つれづれに:運動クラブ(2022年3月29日)
つれづれに:運動クラブ
キャンパス全景(同窓会HPから)
学内全体に漂う自由な雰囲気もよかったが、思いがけなく入った運動クラブは、思っていたよりも自由で居心地がよかった。社会活動を優先して敢えて運動クラブには入らなかった高校の時の反動で、可能なら何か運動をしたいと思っていた。今なら他のスポーツを選んだかも知れないが、入学した時点では、中学校で中途半端に終わっていたバスケットボールをもう一度やりたい気持ちが強かった。しかし、放課後練習するにしても仕事に差し支えない程度にしかやれないだろうし、遅くなれば帰りの電車がなくなるし。昼間の人といっしょにやれればいいが、体育会系の色合いが強いかも知れないし。そう思いながら、体育館を覗いてみたら、180センチ以上もありそうな恰好いい人が一人で黙々とシュートを打っていた。リングの近くまで近づいて、Ⅱ部でも入部出来ますかと声をかけた。Ⅱ部の部員がいたこともあるから大丈夫、練習は月水土の午後の2時間やで、とその人から返事が返って来た。それと、体育館は土足禁止やから靴は脱いで入って来てや、と足元を見ながら言われた。文字通り、足元を見透かされている感じだった。先輩風を吹かされたら反抗してやるぞと身構えていたのに、その必要はまったくなく、拍子外れに終わってしまった。嬉しい誤算だった。あとからその人が4年生で、3年生の時は主将をしていたことを知った。

**指示**:
運動クラブについての文章の「学内全体に漂う自由な雰囲気も」から「主将をしていたことを知った。」までの部分を、「体育館」を「講堂」に呼び替えて書き直してください。 続く行はこの作業には一切関係しません。

記録データ:
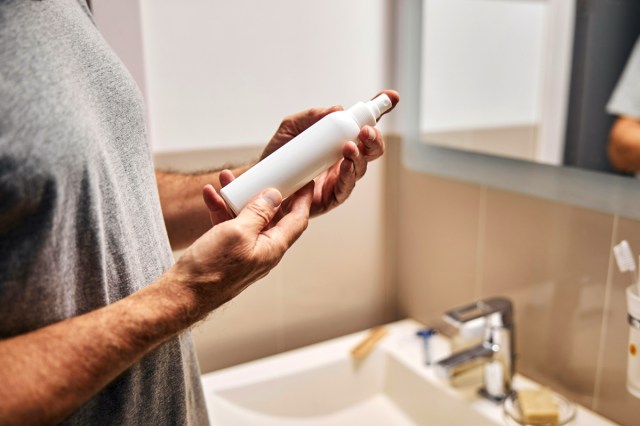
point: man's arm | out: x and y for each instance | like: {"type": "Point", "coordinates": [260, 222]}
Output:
{"type": "Point", "coordinates": [49, 373]}
{"type": "Point", "coordinates": [624, 145]}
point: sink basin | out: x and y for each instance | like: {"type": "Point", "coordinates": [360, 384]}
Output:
{"type": "Point", "coordinates": [323, 385]}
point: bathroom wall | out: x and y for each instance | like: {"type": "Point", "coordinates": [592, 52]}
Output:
{"type": "Point", "coordinates": [458, 242]}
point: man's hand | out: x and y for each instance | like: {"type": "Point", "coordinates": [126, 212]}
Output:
{"type": "Point", "coordinates": [333, 186]}
{"type": "Point", "coordinates": [237, 252]}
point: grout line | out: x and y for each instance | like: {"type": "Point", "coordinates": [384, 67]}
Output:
{"type": "Point", "coordinates": [280, 327]}
{"type": "Point", "coordinates": [605, 319]}
{"type": "Point", "coordinates": [480, 244]}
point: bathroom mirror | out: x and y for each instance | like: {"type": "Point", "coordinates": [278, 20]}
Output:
{"type": "Point", "coordinates": [518, 78]}
{"type": "Point", "coordinates": [574, 101]}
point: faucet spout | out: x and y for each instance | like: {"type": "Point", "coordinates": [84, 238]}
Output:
{"type": "Point", "coordinates": [464, 361]}
{"type": "Point", "coordinates": [496, 352]}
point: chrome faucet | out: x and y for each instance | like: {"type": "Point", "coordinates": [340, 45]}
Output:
{"type": "Point", "coordinates": [496, 351]}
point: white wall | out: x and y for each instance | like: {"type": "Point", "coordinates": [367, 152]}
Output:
{"type": "Point", "coordinates": [224, 73]}
{"type": "Point", "coordinates": [221, 75]}
{"type": "Point", "coordinates": [482, 63]}
{"type": "Point", "coordinates": [120, 23]}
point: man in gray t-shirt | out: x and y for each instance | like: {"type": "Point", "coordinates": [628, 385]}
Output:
{"type": "Point", "coordinates": [624, 140]}
{"type": "Point", "coordinates": [93, 312]}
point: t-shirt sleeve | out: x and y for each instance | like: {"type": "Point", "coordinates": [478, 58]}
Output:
{"type": "Point", "coordinates": [626, 96]}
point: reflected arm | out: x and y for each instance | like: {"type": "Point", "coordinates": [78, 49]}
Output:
{"type": "Point", "coordinates": [624, 144]}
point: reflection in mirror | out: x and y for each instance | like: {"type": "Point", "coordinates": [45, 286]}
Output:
{"type": "Point", "coordinates": [502, 82]}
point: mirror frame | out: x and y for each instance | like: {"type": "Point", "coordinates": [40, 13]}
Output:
{"type": "Point", "coordinates": [598, 191]}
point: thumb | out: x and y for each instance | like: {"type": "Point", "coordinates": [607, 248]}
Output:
{"type": "Point", "coordinates": [257, 214]}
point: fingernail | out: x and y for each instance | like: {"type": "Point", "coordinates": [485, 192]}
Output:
{"type": "Point", "coordinates": [272, 197]}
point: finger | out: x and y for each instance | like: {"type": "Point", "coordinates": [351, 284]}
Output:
{"type": "Point", "coordinates": [294, 223]}
{"type": "Point", "coordinates": [372, 142]}
{"type": "Point", "coordinates": [394, 97]}
{"type": "Point", "coordinates": [351, 152]}
{"type": "Point", "coordinates": [257, 214]}
{"type": "Point", "coordinates": [225, 177]}
{"type": "Point", "coordinates": [345, 182]}
{"type": "Point", "coordinates": [218, 211]}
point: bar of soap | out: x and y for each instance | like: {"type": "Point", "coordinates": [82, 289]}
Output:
{"type": "Point", "coordinates": [537, 406]}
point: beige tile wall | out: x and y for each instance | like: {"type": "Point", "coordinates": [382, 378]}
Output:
{"type": "Point", "coordinates": [458, 242]}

**回答**:
学内全体に漂う自由な雰囲気もよかったが、思いがけなく入った運動クラブは、思っていたよりも自由で居心地がよかった。社会活動を優先して敢えて運動クラブには入らなかった高校の時の反動で、可能なら何か運動をしたいと思っていた。今なら他のスポーツを選んだかも知れないが、入学した時点では、中学校で中途半端に終わっていたバスケットボールをもう一度やりたい気持ちが強かった。しかし、放課後練習するにしても仕事に差し支えない程度にしかやれないだろうし、遅くなれば帰りの電車がなくなるし。昼間の人といっしょにやれればいいが、体育会系の色合いが強いかも知れないし。そう思いながら、講堂を覗いてみたら、180センチ以上もありそうな恰好いい人が一人で黙々とシュートを打っていた。リングの近くまで近づいて、Ⅱ部でも入部出来ますかと声をかけた。Ⅱ部の部員がいたこともあるから大丈夫、練習は月水土の午後の2時間やで、とその人から返事が返って来た。それと、講堂は土足禁止やから靴は脱いで入って来てや、と足元を見ながら言われた。文字通り、足元を見透かされている感じだった。先輩風を吹かされたら反抗してやるぞと身構えていたのに、その必要はまったくなく、拍子外れに終わってしまった。嬉しい誤算だった。あとからその人が4年生で、3年生の時は主将をしていたことを知った。